The task: Rewrite the listing below with every occurrence of "sunset sky" replaced by "evening sky" and everything else unchanged, leaving the pictures out of your answer.

Object point labels
"""

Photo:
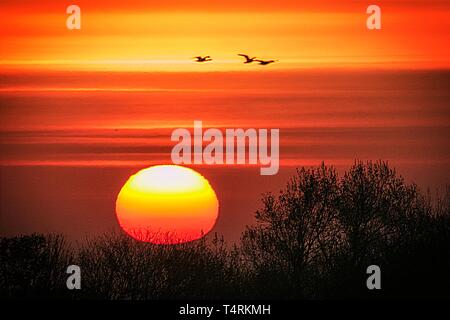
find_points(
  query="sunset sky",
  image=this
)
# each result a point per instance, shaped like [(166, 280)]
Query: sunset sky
[(164, 35), (82, 110)]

"""

Exercise solution:
Photo:
find_points(
  query="evening sky",
  image=this
)
# each result a point per instance, shaped like [(166, 280)]
Query: evening sky
[(164, 35), (82, 110)]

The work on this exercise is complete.